_Selected extract_.
☆ ☆ ☆ ☆ ☆
How not to understand mathematical language

Returning home late this evening I was listening to "Today in Parliament" on BBC Radio Four and heard a classic example of how mathematical and scientific language can come over to the lay person as more alarming than is really appropriate.

The BBC was reporting on evidence given to parliament by a distinguished professor who was talking about the impact of pollution on various health problems.

Referring to the statistical correlation between pollution levels and increased incidence of these diseases he drew what the BBC announcer desicribed as an alarming conclusion.

As edited the broadcast did not explain with complete clarity exactly what the professor was talking about (I suspect his full speech probably did.)

However, to me as a statistician it was evident that he has to have been talking about the best fit line of correlation between the increased incidence of disease and the number of particles of pollution per unit of atmosphere when he said

"The line ... goes through the origin. There is no safe level."

(I was driving and not in a position to record the exact words used: they included all the words quoted in inverted commas above and the first sentence may have been something like this - the line of correlation between pollution and disease goes through the origin.)

I've no problem with what the professor said. I do have a problem with the way the BBC presented it.

The way the presenter emphasised how alarming the professor's evidence was suggests that she may have fallen into the trap of misinterpreting the comment above and particularly the words "There is no safe level" as .meaning "Even an infinitesimal amount of pulltion is highly dangerous."
☆ ☆ ☆ ☆ ☆
_Dataset entries_.
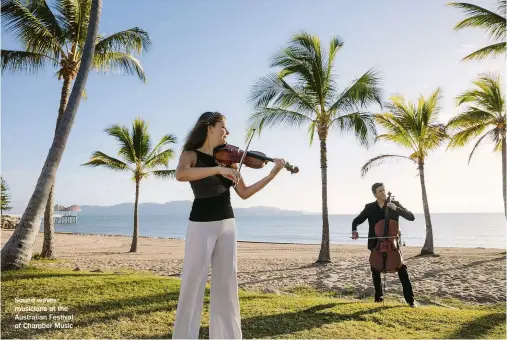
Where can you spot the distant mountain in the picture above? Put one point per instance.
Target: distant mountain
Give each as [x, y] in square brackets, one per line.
[177, 208]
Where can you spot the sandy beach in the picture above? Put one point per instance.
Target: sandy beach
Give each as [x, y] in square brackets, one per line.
[470, 275]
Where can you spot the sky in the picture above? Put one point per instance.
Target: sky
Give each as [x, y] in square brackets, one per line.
☆ ☆ ☆ ☆ ☆
_Work instructions_.
[a] Answer these questions about the post on mathematical language:
(i) Which program was the writer listening to while returning home, and on which station?
(ii) What was the professor's evidence to parliament about?
(iii) What does the writer say they have a problem with?
[b] Can you carry on the post on mathematical language from the point where it stops?

_Answers provided_.
[a]
(i) "Today in Parliament" on BBC Radio Four.
(ii) The impact of pollution on various health problems.
(iii) The way the BBC presented what the professor said.

[b]
It is certainly likely that a listeners with no knowledge of correlation or the graphical depiction of relationships would interpret the broadcast that way and therefore be under a misapprehension about what the professor's evidence means.

In the context that the best fit line of correlation goes through the origin, the words "there is no safe level" do NOT mean that even an iufinitesimal level of pollution is highly dangerous, it means that there is no positive level of pollution at which the effects are zero.

The words "The line goes through the origin" imply that a very tiny amount of pollution does a very tiny amount of harm.

One item of very good news this week was that judges are to be provided with guides to scientific issues written in accessible language with input from people like the Royal Society to help them understand scientific concepts relevant to decisions which courts have to make.

One of the first such guides will cover DNA fingerprinting, and the third, I am very pleased to learn, will cover statistics.

I really wish someone would make journalists read something similar.